Chronic periodontitis, which is a long-term inflammatory condition of the gingiva, is linked to a reduction in the alpha diversity of the gut microbiota. Alpha diversity refers to the variety and abundance of different species within the gut microbiota. A decline in this diversity suggests that periodontitis can result in a disruption or dysbiosis in the gut microbiota. This suggests that the severity of periodontal disease may impact the degree of disruption in the gut microbiota.^59,60

Clinical studies have revealed notable differences in the gut microbiota composition of individuals with severe periodontitis (stage III/IV) compared to healthy controls. Patients with periodontitis exhibited elevated levels of bacteria such as Bacteroides, Faecalibacterium, Fusobacterium, and Lachnospiraceae.¹¹

Other studies found increased levels of Firmicutes, Proteobacteria, Verrucomicrobia, and Euryarchaeota, while Bacteroidetes were less abundant.¹⁰Additionally, lower diversity and higher amounts of specific bacteria like Fusobacterium nucleatum ss vincentii, Campylobacter sp. HMTG43, and Treponema sp. HMTG77-like were observed in patients with deep periodontal pockets and tissue loss.⁶¹ These findings suggest that swallowing high amounts of periodontal pathogens over time can disrupt the gut microbiota, creating an “inflamed” microbial environment. However, the gut microbiota is generally less affected by periodontitis than the salivary microbiota.⁶²

Two Mendelian randomization studies identified certain gut bacteria, such as Prevotella 7, Lachnospiraceae UCG-008, and Enterobacteriales, that could increase the risk of periodontitis, while others, like Butyricicoccus and Ruminiclostridium 6, might decrease the risk.⁶³

Oxidative Stress in Periodontitis and Its Relevance to Implant Failure

Oxidative stress plays a pivotal role in the pathogenesis of periodontitis and may contribute to the failure of dental implants through its effects on both the local periodontal environment and systemic bone metabolism. Periodontitis is characterized by an imbalance between reactive oxygen species (ROS) production and the body’s antioxidant defense mechanisms, leading to oxidative damage of cellular components such as lipids, proteins, and DNA. This oxidative imbalance exacerbates inflammatory responses, enhances osteoclastogenesis, and promotes alveolar bone loss.⁶⁴

Elevated levels of oxidative stress markers in the gingival crevicular fluid, saliva, and serum of patients with chronic periodontitis, including malondialdehyde (MDA), 8-hydroxydeoxyguanosine (8-OHdG), and nitric oxide (NO).⁶⁴ These markers correlate with disease severity and are indicative of heightened tissue destruction. In the context of implant dentistry, similar oxidative processes are believed to impair peri-implant healing and osseointegration. Excessive ROS not only inhibits osteoblastic differentiation but also induces apoptosis in osteoblasts, which are crucial for forming the bone-to-implant interface.⁶⁵

Moreover, oxidative stress interplays with gut dysbiosis to amplify systemic inflammation. Gut microbiota imbalance leads to increased intestinal permeability and the translocation of bacterial endotoxins like lipopolysaccharides (LPS) into circulation, triggering widespread oxidative responses. This systemic oxidative stress exacerbates the local redox imbalance in peri-implant tissues, creating a hostile environment for bone remodeling and immune regulation.⁶⁵

This section will explore the different mechanisms through which gut microbiota dysbiosis increases the chances of periodontitis and potentially contributes to dental implant failures [Figure 4].

RECORDS SUPPLIED:
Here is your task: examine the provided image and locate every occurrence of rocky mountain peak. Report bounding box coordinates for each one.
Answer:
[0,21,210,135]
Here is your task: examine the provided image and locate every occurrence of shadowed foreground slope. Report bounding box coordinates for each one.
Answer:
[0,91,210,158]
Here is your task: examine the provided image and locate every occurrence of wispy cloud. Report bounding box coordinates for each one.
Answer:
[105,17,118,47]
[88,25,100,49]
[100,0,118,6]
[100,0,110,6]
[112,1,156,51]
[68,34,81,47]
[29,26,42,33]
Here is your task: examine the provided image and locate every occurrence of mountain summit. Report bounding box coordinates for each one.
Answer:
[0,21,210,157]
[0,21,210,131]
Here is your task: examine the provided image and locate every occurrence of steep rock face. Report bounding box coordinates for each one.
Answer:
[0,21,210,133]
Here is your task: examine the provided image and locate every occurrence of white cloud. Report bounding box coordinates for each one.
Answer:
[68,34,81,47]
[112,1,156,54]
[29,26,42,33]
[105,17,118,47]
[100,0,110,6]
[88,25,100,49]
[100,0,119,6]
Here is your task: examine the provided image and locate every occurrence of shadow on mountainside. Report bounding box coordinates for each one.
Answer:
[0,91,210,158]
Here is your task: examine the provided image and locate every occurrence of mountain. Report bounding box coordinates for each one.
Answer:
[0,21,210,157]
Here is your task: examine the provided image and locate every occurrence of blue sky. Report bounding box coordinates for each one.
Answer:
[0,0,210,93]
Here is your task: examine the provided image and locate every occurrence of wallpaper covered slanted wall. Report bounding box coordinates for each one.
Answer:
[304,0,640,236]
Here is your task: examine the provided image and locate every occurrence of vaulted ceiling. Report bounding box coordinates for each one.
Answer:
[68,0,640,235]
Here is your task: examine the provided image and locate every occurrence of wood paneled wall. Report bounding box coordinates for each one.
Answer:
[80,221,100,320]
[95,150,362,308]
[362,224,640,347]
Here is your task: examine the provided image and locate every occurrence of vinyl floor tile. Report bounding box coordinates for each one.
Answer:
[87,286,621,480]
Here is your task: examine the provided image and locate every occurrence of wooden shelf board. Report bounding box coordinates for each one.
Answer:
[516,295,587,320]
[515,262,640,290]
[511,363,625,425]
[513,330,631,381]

--

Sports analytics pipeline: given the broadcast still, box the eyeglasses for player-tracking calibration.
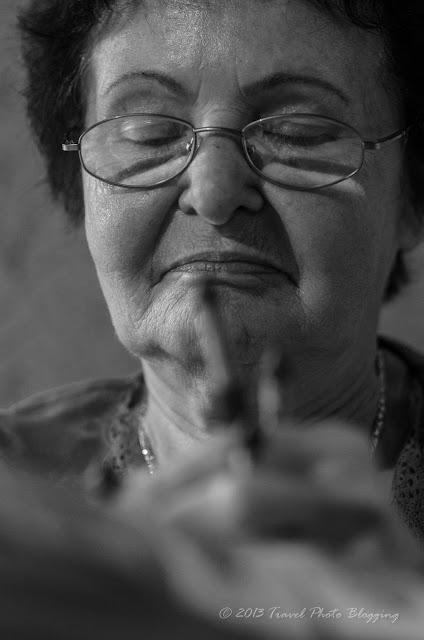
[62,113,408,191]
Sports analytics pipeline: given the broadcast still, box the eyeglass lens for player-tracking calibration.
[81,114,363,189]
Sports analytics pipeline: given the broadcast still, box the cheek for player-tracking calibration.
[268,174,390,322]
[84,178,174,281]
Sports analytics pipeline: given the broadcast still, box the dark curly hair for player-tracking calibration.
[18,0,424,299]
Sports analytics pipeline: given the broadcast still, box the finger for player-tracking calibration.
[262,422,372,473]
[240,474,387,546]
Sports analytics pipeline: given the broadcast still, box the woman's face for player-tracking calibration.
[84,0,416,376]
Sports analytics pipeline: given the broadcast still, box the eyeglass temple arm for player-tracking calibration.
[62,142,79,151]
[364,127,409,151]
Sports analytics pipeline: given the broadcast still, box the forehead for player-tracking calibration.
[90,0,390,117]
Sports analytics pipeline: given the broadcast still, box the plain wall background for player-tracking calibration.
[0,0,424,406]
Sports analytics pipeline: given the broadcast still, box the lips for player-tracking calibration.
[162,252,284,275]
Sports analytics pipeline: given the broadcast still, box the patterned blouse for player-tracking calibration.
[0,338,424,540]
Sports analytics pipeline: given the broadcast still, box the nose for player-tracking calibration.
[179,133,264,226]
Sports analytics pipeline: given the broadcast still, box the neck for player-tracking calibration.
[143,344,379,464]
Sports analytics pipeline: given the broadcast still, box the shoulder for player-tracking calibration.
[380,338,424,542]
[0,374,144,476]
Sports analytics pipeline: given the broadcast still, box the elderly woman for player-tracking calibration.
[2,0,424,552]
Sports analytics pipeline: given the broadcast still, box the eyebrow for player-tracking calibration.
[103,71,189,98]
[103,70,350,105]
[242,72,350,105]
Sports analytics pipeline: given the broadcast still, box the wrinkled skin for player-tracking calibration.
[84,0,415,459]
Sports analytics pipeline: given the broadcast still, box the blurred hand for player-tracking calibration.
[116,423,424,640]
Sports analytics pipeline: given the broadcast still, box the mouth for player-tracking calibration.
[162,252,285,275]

WORK INSTRUCTION 1: Rewrite the paragraph of the periodontitis text that begins "Oxidative stress plays a pivotal role" as a short bulleted list that keeps its main facts.
WORK INSTRUCTION 2:
Decide whether each statement agrees with the periodontitis text. Answer yes or no, and quote the words from the text that settle it.
(a) Periodontitis affects the gut microbiota less than it affects the salivary microbiota.
(b) Butyricicoccus is named as a gut bacterium that might raise the risk of periodontitis.
(c) Excessive ROS can cause osteoblasts to die.
WORK INSTRUCTION 3: Write out the part of the periodontitis text that opens with the words containing "Moreover, oxidative stress" and closes with "failures [Figure 4].".

WRITTEN ANSWER 1:
- Oxidative stress plays a key part in how periodontitis develops. It may also help cause dental implants to fail, through effects on the gums and on bone metabolism across the body.
- Periodontitis involves an imbalance between the production of reactive oxygen species (ROS) and the body's antioxidant defenses.
- This imbalance causes oxidative damage to lipids, proteins, and DNA.
- It worsens inflammation, boosts osteoclast formation, and promotes alveolar bone loss.

WRITTEN ANSWER 2:
(a) Yes: "However, the gut microbiota is generally less affected by periodontitis than the salivary microbiota."
(b) No: "while others, like Butyricicoccus and Ruminiclostridium 6, might decrease the risk."
(c) Yes: "Excessive ROS not only inhibits osteoblastic differentiation but also induces apoptosis in osteoblasts"

WRITTEN ANSWER 3:
Moreover, oxidative stress interplays with gut dysbiosis to amplify systemic inflammation. Gut microbiota imbalance leads to increased intestinal permeability and the translocation of bacterial endotoxins like lipopolysaccharides (LPS) into circulation, triggering widespread oxidative responses. This systemic oxidative stress exacerbates the local redox imbalance in peri-implant tissues, creating a hostile environment for bone remodeling and immune regulation.⁶⁵

This section will explore the different mechanisms through which gut microbiota dysbiosis increases the chances of periodontitis and potentially contributes to dental implant failures [Figure 4].